WHAT YOU SHOULD DO ▸ Please restate the following records word for word.

=====

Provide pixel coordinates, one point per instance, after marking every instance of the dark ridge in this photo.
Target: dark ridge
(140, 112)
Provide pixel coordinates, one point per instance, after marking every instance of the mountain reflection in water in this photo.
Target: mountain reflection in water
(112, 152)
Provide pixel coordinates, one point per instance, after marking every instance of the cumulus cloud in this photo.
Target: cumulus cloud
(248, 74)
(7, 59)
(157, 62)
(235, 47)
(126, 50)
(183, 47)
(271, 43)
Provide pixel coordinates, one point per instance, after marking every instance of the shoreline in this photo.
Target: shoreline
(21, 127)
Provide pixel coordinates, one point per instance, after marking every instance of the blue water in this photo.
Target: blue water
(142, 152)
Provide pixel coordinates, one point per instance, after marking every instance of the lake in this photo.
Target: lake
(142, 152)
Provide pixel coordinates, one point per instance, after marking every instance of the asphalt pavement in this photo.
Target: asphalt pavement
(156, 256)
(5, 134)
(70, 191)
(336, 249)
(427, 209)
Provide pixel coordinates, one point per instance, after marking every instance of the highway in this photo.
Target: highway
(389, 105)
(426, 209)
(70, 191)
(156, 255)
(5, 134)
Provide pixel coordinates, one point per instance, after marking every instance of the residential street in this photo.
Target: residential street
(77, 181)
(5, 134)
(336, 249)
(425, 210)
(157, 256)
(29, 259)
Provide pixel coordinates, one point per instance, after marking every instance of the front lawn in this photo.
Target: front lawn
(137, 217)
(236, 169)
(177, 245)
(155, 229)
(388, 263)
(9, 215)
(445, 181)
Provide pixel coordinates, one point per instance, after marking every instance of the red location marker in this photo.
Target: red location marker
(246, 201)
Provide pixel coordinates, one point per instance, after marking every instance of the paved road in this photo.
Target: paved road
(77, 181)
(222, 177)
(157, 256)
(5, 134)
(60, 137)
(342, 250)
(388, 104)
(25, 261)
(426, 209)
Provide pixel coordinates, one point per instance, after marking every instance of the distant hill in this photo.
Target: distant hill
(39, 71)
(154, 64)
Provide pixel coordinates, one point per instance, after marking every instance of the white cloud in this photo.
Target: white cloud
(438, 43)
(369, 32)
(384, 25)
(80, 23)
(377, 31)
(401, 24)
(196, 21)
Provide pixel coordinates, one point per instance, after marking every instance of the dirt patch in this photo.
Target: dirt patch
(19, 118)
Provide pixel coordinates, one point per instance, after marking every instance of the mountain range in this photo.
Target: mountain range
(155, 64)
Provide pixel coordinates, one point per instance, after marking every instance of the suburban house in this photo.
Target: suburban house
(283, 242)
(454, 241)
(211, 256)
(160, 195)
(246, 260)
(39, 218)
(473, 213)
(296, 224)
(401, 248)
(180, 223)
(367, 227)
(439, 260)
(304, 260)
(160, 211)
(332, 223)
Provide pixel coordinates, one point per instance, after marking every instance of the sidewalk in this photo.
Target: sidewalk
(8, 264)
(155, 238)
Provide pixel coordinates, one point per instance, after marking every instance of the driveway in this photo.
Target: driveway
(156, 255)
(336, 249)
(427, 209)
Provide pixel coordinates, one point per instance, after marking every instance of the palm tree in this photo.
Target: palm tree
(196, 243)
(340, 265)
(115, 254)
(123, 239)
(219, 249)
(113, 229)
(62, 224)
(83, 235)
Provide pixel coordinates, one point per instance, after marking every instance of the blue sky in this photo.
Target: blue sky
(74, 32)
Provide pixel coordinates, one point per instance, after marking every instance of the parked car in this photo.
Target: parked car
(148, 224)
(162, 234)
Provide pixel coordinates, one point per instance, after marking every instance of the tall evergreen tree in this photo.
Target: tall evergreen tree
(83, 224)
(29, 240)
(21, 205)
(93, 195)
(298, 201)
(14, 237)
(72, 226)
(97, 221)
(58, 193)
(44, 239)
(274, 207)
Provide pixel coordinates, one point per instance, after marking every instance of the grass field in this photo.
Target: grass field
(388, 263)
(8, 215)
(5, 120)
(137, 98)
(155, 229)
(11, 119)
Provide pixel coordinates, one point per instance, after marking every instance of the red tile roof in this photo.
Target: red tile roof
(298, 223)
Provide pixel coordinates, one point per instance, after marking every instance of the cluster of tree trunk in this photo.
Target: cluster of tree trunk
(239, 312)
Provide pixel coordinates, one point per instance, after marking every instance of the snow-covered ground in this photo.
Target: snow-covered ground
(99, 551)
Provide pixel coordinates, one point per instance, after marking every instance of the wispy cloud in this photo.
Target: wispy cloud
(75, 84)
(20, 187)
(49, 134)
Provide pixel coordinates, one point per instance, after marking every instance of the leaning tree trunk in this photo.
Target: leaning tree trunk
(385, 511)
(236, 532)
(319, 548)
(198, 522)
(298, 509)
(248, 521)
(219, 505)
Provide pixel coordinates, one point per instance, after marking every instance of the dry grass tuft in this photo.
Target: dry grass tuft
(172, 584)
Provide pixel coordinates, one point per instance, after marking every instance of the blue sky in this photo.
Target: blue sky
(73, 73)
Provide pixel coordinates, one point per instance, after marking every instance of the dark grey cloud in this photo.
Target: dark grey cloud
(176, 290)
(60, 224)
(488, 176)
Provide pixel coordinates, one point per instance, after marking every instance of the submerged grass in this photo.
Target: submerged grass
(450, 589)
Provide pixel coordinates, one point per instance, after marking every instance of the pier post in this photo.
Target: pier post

=====

SOLUTION FOR THIS PROBLEM ▸
Provide pixel coordinates, one point per instance, after marking every instance of the dark ridge in this photo.
Target: dark ridge
(140, 112)
Provide pixel coordinates, one point per instance, after marking every instance of the mountain reflection in water in this photo.
Target: mountain reflection in water
(112, 152)
Provide pixel coordinates, one point per instance, after marking every instance of the cumulus cloud in this photo.
Target: cumulus cloud
(248, 74)
(7, 59)
(157, 62)
(235, 47)
(126, 50)
(183, 47)
(271, 43)
Provide pixel coordinates, one point per instance, after marking every instance of the shoreline in this photo.
Target: shoreline
(21, 127)
Provide pixel coordinates, one point per instance, after marking every instance of the blue water in this photo.
Target: blue water
(142, 152)
Provide pixel coordinates, one point per instance, after marking every instance of the lake in this photo.
Target: lake
(142, 152)
Provide pixel coordinates, one point per instance, after marking every instance of the asphalt pavement in this photo.
Target: asphalt pavement
(156, 256)
(5, 134)
(70, 191)
(336, 249)
(427, 209)
Provide pixel coordinates, one point per instance, after marking every instance of the highway in this photo.
Target: highway
(389, 105)
(426, 209)
(70, 191)
(156, 255)
(5, 134)
Provide pixel coordinates, one point per instance, after marking every instance of the residential street in this photo.
Target: residential street
(77, 181)
(5, 134)
(336, 249)
(425, 210)
(157, 256)
(29, 259)
Provide pixel coordinates, one point per instance, after marking every instance of the front lawn in this photo.
Target: front lawn
(137, 217)
(236, 169)
(177, 245)
(155, 229)
(388, 263)
(9, 215)
(445, 181)
Provide pixel coordinates, one point per instance, after marking every instance of the red location marker in this photo.
Target: red location marker
(246, 201)
Provide pixel coordinates, one point per instance, after marking every instance of the paved road in this photo.
Target: paved road
(77, 181)
(222, 177)
(157, 256)
(5, 134)
(60, 137)
(342, 250)
(388, 104)
(25, 261)
(426, 209)
Provide pixel coordinates, one point per instance, after marking every instance of the distant hill in this photo.
Target: distant hill
(39, 71)
(154, 64)
Provide pixel coordinates, one point per instance, after marking every instance of the white cloud in this photo.
Target: white cloud
(438, 43)
(369, 32)
(384, 25)
(80, 23)
(377, 31)
(401, 24)
(196, 21)
Provide pixel coordinates, one point per instance, after marking every instance of the dirt patch in this photo.
Target: dirt patch
(19, 118)
Provide pixel coordinates, one point per instance, after marking every instance of the mountain range in this photo.
Target: mountain range
(155, 64)
Provide pixel coordinates, one point per instance, after marking every instance of the suburban house in this photo.
Target: suburban house
(283, 242)
(454, 241)
(211, 256)
(160, 195)
(246, 260)
(39, 218)
(473, 213)
(296, 224)
(401, 248)
(180, 223)
(367, 227)
(439, 260)
(304, 260)
(160, 211)
(332, 223)
Provide pixel coordinates, one point per instance, after marking every instance of the sidewalk in this photo.
Target: sidewalk
(8, 264)
(155, 238)
Provide pixel coordinates, one point per instance, after marking every instance of the driveway in this photo.
Target: driveway
(156, 255)
(336, 249)
(427, 209)
Provide pixel coordinates, one point per instance, after marking every instance of the palm tree in this photo.
Target: palm tree
(196, 243)
(340, 265)
(115, 254)
(123, 239)
(219, 249)
(113, 229)
(62, 224)
(83, 235)
Provide pixel coordinates, one point per instance, after marking every instance of the blue sky in this photo.
Target: blue sky
(74, 32)
Provide pixel coordinates, one point per instance, after marking every instance of the parked car in this photo.
Target: parked car
(148, 224)
(162, 234)
Provide pixel coordinates, one point per instance, after marking every instance of the tall evergreen tree in this photo.
Target: tall evergreen tree
(83, 224)
(29, 240)
(21, 205)
(93, 195)
(298, 201)
(14, 237)
(72, 226)
(97, 221)
(58, 193)
(44, 239)
(274, 207)
Provide pixel coordinates, one point per instance, after marking every instance of the grass field in this photo.
Target: grass field
(388, 263)
(8, 215)
(5, 120)
(137, 98)
(155, 229)
(11, 119)
Provide pixel coordinates, one point per instance, after marking every instance of the red tile roof in this photo.
Target: red tile roof
(298, 223)
Provide pixel coordinates, one point per instance, after marking every instance of the cluster of tree trunk in this photo.
Target: cluster of tree trunk
(239, 312)
Provide pixel coordinates, one point per instance, after marking every instance of the snow-covered ground in this photo.
Target: snow-covered ground
(99, 551)
Provide pixel coordinates, one point per instance, after marking every instance of the wispy cloud in this photo.
Target: wispy cloud
(75, 84)
(20, 187)
(49, 134)
Provide pixel coordinates, one point per instance, after marking every instance of the leaning tree trunk in this photo.
Target: leaning tree trunk
(385, 511)
(236, 532)
(319, 548)
(198, 522)
(298, 509)
(248, 521)
(219, 505)
Provide pixel coordinates, one point per instance, after marking every instance of the dry grass tuft in this photo.
Target: dry grass tuft
(172, 584)
Provide pixel coordinates, one point per instance, after marking every instance of the blue sky in this photo.
Target: blue sky
(73, 73)
Provide pixel coordinates, one point per instance, after marking every instance of the dark grey cloud in this photo.
Target: dark grey cloud
(176, 290)
(60, 224)
(488, 176)
Provide pixel coordinates, one point per instance, after marking every instance of the submerged grass in this photo.
Target: submerged grass
(450, 589)
Provide pixel coordinates, one point per instance, after marking every instance of the pier post in this photo.
Target: pier post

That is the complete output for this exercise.